— begin —

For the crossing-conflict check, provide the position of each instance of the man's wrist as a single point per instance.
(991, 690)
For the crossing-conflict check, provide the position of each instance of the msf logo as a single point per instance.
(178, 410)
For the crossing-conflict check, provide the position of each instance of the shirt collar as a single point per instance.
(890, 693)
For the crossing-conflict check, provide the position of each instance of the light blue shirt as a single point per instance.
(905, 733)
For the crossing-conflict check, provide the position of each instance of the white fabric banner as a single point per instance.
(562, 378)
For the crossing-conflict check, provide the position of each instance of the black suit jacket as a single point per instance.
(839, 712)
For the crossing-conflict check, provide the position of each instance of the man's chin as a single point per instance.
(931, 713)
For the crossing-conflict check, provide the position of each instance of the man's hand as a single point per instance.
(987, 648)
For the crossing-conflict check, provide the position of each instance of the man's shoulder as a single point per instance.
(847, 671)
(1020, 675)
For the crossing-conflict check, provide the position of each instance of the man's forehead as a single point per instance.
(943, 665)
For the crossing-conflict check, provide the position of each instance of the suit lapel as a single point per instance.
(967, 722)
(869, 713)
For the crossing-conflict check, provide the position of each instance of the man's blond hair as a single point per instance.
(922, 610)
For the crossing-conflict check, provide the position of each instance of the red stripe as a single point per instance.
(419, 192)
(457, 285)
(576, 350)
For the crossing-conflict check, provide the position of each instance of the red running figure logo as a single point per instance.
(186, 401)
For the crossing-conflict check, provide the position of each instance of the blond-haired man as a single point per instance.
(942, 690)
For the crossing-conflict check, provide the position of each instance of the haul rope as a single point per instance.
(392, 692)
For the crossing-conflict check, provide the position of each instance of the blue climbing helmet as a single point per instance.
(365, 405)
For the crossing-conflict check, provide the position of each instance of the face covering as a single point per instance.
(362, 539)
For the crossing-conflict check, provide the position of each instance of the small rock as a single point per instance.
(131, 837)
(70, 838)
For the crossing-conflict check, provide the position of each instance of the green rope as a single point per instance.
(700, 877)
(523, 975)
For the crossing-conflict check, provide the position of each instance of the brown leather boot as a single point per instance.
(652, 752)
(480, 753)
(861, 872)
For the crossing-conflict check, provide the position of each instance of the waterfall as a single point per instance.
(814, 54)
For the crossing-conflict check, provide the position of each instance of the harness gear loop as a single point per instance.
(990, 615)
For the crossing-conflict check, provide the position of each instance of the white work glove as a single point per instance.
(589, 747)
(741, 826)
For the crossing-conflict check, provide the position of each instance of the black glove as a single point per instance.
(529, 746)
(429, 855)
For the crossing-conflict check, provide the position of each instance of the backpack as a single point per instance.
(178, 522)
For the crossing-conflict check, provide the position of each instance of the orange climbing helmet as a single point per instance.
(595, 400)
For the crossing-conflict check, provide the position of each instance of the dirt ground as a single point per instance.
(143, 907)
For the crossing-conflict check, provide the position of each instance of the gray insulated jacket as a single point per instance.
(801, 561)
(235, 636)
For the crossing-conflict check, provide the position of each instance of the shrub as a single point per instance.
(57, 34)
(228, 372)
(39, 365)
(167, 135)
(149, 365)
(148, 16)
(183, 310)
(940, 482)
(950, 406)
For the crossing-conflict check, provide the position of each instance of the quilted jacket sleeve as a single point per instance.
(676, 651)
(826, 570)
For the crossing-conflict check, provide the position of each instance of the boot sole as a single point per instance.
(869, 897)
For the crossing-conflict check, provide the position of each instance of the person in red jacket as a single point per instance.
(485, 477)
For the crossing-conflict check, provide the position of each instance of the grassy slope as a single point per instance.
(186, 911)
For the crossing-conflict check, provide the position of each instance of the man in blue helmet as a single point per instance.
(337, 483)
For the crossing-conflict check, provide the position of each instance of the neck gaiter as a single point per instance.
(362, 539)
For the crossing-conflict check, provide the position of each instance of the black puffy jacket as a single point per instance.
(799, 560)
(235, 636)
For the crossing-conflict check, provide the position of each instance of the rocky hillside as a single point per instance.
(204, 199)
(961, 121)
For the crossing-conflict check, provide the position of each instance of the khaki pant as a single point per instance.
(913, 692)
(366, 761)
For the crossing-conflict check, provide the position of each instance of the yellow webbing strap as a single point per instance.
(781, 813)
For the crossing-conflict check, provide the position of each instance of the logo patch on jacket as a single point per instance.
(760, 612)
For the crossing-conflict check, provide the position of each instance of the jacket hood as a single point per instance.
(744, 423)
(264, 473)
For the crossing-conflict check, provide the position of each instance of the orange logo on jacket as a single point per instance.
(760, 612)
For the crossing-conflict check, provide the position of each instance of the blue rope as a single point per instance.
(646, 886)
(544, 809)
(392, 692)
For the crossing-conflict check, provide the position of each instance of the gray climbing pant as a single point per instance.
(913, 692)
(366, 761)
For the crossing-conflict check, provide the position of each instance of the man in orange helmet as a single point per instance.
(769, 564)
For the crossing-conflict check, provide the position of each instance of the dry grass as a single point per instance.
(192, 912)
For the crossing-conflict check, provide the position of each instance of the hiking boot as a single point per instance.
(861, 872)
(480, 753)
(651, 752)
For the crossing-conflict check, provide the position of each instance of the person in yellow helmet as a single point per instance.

— end —

PROBLEM STATEMENT -> Return all of the lines above verbatim, with nothing changed, added, or left out.

RESPONSE TO THIS TASK ->
For the crossing-conflict check, provide the position of each instance of the man's wrist as a single point per instance.
(991, 690)
For the crossing-conflict check, provide the position of each instance of the msf logo as a single point per instance.
(178, 410)
For the crossing-conflict check, provide the position of each instance of the shirt collar as a single point per instance.
(890, 693)
For the crossing-conflict check, provide the position of each instance of the light blue shirt as a single point per instance.
(905, 733)
For the crossing-conflict check, provide the position of each instance of the white fabric banner as a single point per instance.
(562, 378)
For the crossing-conflict check, provide the position of each instance of the black suit jacket as a single point per instance.
(839, 712)
For the crossing-conflict check, provide the position of each instance of the man's chin as a single point per instance.
(931, 713)
For the crossing-conflict check, provide the position of each instance of the man's hand as a single point per instance.
(987, 648)
For the crossing-conflict check, provide the position of each instance of the man's shoulder as a single point per instance.
(847, 671)
(1020, 675)
For the crossing-conflict check, provide the position of each instance of the man's forehead as a single point per instance.
(943, 665)
For the crossing-conflict check, provide the position of each instance of the suit lapel as a single point per instance.
(967, 722)
(869, 713)
For the crossing-conflict check, provide the position of each instance of the man's blond hair as a single point per instance.
(922, 610)
For the crossing-conflict check, provide the position of each instance of the red stripe as a single point per instance.
(419, 192)
(457, 285)
(576, 350)
For the crossing-conflict check, provide the position of each instance of the red running figure logo as a single point per instance.
(186, 401)
For the crossing-conflict check, provide the position of each instance of the blond-haired man as a single point per instance.
(942, 690)
For the crossing-conflict check, provide the position of each instance of the haul rope as a single point per instance.
(392, 692)
For the crossing-conflict check, provide the position of each instance of the blue climbing helmet as a single point per instance.
(365, 405)
For the crossing-conflict check, provide the position of each instance of the face covering as a single point per instance.
(362, 539)
For the crossing-conflict check, provide the position of each instance of the small rock as a single point per instance.
(131, 837)
(70, 838)
For the crossing-conflict check, provide the position of each instance of the green rope as a single point per instance.
(700, 877)
(523, 975)
For the crossing-conflict check, provide the position of each instance of the brown leather boot as a single point per instance.
(652, 752)
(480, 753)
(861, 872)
For the crossing-conflict check, provide the position of each instance of the waterfall as a single point per instance.
(814, 54)
For the crossing-conflict check, provide the position of each instance of the harness gear loop as a single point per instance.
(990, 615)
For the crossing-conflict check, provide the position of each instance of the white work glove as a single point per instance.
(589, 747)
(741, 826)
For the crossing-conflict check, provide the position of each instance of the black glove as a single point per instance.
(529, 746)
(429, 855)
For the crossing-conflict check, provide the position of each instance of the backpack as a single point per instance.
(178, 522)
For the crossing-conflict check, provide the position of each instance of the orange climbing helmet as a single point per instance.
(595, 400)
For the crossing-conflict check, provide the position of each instance of the dirt ground as a single point per instance.
(143, 907)
For the crossing-conflict check, provide the position of each instance of the gray insulated jacket as a single point per instance.
(801, 561)
(235, 636)
For the crossing-conflict check, provide the position of each instance of the shrub as a single point per instance.
(57, 34)
(228, 372)
(39, 365)
(167, 135)
(149, 365)
(148, 16)
(183, 310)
(940, 482)
(950, 406)
For the crossing-conflict check, provide the position of each instance of the quilted jacket sleeve as a single point per instance.
(676, 651)
(826, 570)
For the crossing-conflict check, provide the position of each instance of the boot sole as a single point per instance.
(869, 897)
For the crossing-conflict check, provide the position of each instance of the person in red jacket as a single point per instance.
(485, 477)
For the crossing-conflict check, provide the position of each instance of the grassy slope as a single point per instance.
(186, 911)
For the crossing-conflict check, provide the position of each instance of the man in blue helmet as a single point per instance.
(337, 483)
For the crossing-conflict check, provide the position of each instance of the neck gaiter as a single point per instance.
(362, 539)
For the crossing-conflict check, provide the position of each instance of the black puffy jacket as a single point per instance.
(799, 560)
(235, 636)
For the crossing-conflict check, provide the position of each instance of the rocky hillside as a single point per instance.
(204, 199)
(961, 121)
For the crossing-conflict check, provide the position of each instance of the khaki pant as a single point per instance.
(913, 692)
(366, 761)
For the crossing-conflict check, provide the position of each instance of the yellow webbing strap as a single point per instance.
(781, 813)
For the crossing-conflict check, provide the position of each instance of the logo patch on jacket as a single point per instance.
(760, 612)
For the crossing-conflict check, provide the position of each instance of the jacket hood as a single point per instance.
(744, 423)
(264, 473)
For the crossing-conflict check, provide the position of each instance of the orange logo on jacket as a single point per instance.
(760, 612)
For the crossing-conflict check, provide the position of each instance of the blue rope as a single point per instance.
(646, 886)
(544, 809)
(392, 692)
For the crossing-conflict check, provide the position of each instance of the gray climbing pant as a single point per instance.
(913, 692)
(366, 761)
For the crossing-conflict check, provide the position of each instance of the man in orange helmet as a single point per instance.
(769, 564)
For the crossing-conflict check, provide the position of each instance of the dry grass as a single point per instance.
(192, 912)
For the crossing-conflict check, provide the position of each instance of the hiking boot as a single point per instance.
(861, 872)
(480, 753)
(651, 752)
For the crossing-conflict check, provide the position of each instance of the person in yellow helmet as a single point per instance.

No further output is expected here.